Passage to read
What Happened?
Shares of health insurance provider Elevance Health (NYSE: EVH) fell 3.2% in the morning session after the company reported third-quarter results showing that rising medical costs squeezed profits, despite an increase in revenue. Although operating revenue grew 12.4% year on year to $50.71 billion, the company's profitability declined. The operating gain in its Health Benefits segment reportedly fell sharply to $0.6 billion from $1.6 billion in the same period a year ago, driven by higher medical expenses. The company's benefit expense ratio—which measures how much of its premium revenue is spent on medical care—increased, with the rise attributed to cost trends in its Medicare business. As a result of these pressures, quarterly adjusted earnings per share dropped to $6.03 from $8.37 in the previous year's quarter, overshadowing the fact that both revenue and earnings beat Wall Street's expectations.
The stock market overreacts to news, and big price drops can present good opportunities to buy high-quality stocks. Is now the time to buy Elevance Health? Access our full analysis report here.
What Is The Market Telling Us
Elevance Health’s shares are not very volatile and have only had 8 moves greater than 5% over the last year. In that context, today’s move indicates the market considers this news meaningful, although it might not be something that would fundamentally change its perception of the business.

Work order A
Answer these questions from the Elevance Health article:
(i) By what percentage did Elevance Health's shares fall in the morning session?
(ii) What were the company's quarterly adjusted earnings per share, and what were they in the previous year's quarter?
(iii) How many moves greater than 5% have Elevance Health's shares had over the last year?
Work order B
Transcribe everything in the Elevance Health article from "The stock market" down to "analysis report here.".
Work order C
Write the next part of the Elevance Health article, picking up after its final sentence.

[Stored data entries]
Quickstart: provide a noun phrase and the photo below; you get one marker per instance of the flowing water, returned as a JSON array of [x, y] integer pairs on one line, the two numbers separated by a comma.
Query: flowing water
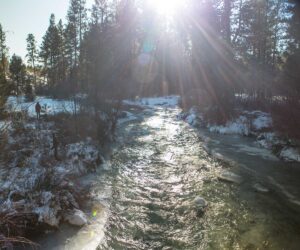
[[146, 198]]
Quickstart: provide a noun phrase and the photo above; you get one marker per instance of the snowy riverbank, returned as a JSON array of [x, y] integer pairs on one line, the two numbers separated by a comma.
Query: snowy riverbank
[[255, 124], [39, 188]]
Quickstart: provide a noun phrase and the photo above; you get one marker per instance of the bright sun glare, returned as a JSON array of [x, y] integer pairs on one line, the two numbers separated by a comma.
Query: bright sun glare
[[166, 7]]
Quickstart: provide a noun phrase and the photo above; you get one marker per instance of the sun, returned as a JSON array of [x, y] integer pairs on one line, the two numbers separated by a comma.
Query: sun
[[166, 7]]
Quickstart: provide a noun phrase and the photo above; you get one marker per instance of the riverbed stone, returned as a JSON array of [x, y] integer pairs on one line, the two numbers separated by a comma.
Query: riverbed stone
[[230, 177], [200, 203], [76, 218], [260, 188]]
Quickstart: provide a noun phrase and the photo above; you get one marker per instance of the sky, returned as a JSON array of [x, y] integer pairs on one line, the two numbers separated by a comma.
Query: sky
[[21, 17]]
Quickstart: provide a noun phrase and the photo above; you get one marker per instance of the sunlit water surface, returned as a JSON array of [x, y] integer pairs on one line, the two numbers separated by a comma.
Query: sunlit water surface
[[145, 199]]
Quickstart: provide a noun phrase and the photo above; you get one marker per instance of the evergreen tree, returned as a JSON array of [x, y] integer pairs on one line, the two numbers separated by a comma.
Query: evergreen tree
[[32, 54], [4, 84], [17, 71]]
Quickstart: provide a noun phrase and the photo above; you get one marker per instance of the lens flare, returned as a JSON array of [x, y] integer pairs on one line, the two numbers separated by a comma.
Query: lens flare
[[166, 7]]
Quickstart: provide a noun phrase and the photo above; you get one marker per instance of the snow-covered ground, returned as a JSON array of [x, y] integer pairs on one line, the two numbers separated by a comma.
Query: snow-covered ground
[[32, 181], [49, 106], [166, 101], [249, 123]]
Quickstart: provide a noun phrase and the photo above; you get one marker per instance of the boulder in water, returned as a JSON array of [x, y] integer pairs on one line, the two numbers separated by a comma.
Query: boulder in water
[[200, 203], [260, 188], [230, 177], [76, 218]]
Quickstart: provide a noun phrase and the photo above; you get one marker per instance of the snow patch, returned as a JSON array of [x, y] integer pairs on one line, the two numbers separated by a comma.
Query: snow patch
[[239, 126], [290, 154], [166, 101]]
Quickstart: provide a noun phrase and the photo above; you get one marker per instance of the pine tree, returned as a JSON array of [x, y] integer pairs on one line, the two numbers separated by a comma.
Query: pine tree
[[17, 71], [32, 54], [4, 84]]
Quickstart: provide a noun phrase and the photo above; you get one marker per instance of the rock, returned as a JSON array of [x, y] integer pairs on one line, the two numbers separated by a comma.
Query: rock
[[48, 215], [200, 203], [260, 188], [76, 218], [230, 177]]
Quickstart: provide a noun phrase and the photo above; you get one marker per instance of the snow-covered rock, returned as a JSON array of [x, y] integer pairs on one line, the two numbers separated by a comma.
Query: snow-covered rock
[[50, 106], [200, 202], [260, 188], [48, 215], [290, 154], [127, 117], [76, 218], [239, 126], [166, 101]]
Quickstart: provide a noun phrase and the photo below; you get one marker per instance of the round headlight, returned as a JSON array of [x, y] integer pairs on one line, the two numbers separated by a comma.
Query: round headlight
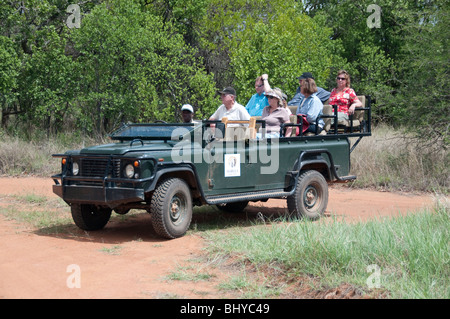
[[75, 168], [129, 171]]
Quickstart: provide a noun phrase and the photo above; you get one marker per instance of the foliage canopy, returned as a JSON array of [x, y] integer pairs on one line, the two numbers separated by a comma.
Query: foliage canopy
[[141, 60]]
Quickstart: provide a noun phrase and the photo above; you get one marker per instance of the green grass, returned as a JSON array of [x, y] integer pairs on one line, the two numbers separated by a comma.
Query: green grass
[[411, 252]]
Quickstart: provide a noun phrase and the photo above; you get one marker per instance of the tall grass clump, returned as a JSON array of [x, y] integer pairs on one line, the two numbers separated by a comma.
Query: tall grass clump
[[394, 161], [411, 252]]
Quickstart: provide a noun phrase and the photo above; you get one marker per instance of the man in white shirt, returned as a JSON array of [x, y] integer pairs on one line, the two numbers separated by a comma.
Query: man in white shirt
[[230, 108]]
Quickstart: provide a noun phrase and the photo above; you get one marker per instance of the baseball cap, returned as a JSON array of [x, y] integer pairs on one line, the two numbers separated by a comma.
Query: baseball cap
[[228, 90], [187, 107], [306, 75]]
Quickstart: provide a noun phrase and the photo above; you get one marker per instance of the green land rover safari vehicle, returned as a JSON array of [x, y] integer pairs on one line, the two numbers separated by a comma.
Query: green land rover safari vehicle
[[167, 168]]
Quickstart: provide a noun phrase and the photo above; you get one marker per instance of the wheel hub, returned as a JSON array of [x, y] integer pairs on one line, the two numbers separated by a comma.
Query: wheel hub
[[176, 209], [310, 196]]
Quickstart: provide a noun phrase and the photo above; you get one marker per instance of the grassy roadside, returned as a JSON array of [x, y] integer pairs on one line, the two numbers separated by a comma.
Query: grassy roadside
[[401, 257]]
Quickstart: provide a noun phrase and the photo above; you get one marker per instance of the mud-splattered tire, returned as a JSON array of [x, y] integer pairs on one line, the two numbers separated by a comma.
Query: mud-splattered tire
[[171, 208], [310, 198], [90, 217]]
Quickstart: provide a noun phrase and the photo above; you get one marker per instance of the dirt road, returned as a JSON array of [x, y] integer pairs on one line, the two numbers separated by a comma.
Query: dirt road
[[127, 259]]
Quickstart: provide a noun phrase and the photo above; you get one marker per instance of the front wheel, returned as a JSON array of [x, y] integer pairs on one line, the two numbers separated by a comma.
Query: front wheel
[[310, 198], [171, 208], [90, 217]]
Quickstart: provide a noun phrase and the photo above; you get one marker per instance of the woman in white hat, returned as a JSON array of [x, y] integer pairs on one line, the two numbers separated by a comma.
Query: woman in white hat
[[275, 114]]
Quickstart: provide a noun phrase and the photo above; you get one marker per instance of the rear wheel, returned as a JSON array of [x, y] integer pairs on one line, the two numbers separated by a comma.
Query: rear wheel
[[90, 217], [171, 208], [310, 198]]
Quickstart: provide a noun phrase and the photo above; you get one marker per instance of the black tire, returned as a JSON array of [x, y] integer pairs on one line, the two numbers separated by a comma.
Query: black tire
[[90, 217], [171, 208], [236, 207], [310, 198]]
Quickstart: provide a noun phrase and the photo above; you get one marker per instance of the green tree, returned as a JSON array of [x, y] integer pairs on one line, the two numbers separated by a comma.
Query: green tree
[[135, 68], [9, 72], [242, 39], [423, 98]]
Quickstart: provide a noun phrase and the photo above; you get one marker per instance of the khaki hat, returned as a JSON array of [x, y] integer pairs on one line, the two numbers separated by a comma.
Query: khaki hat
[[273, 93], [228, 90], [187, 107], [306, 75]]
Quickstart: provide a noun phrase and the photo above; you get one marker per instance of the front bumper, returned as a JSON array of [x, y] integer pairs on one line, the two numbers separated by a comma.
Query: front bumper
[[111, 196]]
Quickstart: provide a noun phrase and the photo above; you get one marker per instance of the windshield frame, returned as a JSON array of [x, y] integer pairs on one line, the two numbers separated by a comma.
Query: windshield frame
[[149, 131]]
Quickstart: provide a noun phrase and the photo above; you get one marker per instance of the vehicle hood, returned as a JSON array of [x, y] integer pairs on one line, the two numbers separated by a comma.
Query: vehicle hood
[[127, 147]]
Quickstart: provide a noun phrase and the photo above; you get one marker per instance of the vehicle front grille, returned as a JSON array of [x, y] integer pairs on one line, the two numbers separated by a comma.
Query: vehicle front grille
[[100, 167]]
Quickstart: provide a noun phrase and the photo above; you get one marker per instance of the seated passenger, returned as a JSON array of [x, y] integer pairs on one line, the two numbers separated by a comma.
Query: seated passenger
[[258, 100], [311, 106], [230, 108], [275, 114], [343, 96], [322, 94]]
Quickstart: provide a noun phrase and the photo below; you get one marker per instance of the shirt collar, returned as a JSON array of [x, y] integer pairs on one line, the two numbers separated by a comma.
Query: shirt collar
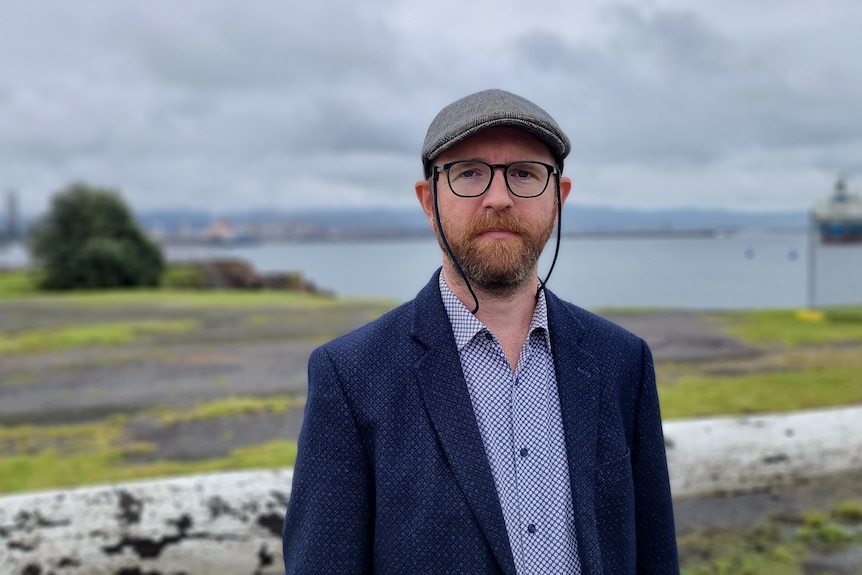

Response box A
(i) 3.2%
(ii) $6.03, down from $8.37
(iii) 8

Response box B
The stock market overreacts to news, and big price drops can present good opportunities to buy high-quality stocks. Is now the time to buy Elevance Health? Access our full analysis report here.

Response box C
The previous big move we wrote about was 26 days ago when the stock dropped 3% on the news that the U.S. Commerce Department initiated a national security investigation into medical equipment and devices, raising concerns about potential tariffs. The probe, conducted under Section 232 of the Trade Expansion Act, examines whether imports of items like syringes, infusion pumps, and surgical instruments pose a national security risk. Such investigations can pave the way for new import duties, creating a significant overhang for the sector. The goal of potential tariffs would be to boost domestic manufacturing by increasing the cost of foreign goods. This development has introduced new uncertainty for the industry, leading to broad-based declines in the stocks of major manufacturers, including Baxter International and GE HealthCare, as investors weigh the potential impact on supply chains and costs.
Elevance Health is down 4.8% since the beginning of the year, and at $347.95 per share, it is trading 23.1% below its 52-week high of $452.69 from April 2025. Investors who bought $1,000 worth of Elevance Health’s shares 5 years ago would now be looking at an investment worth $1,176.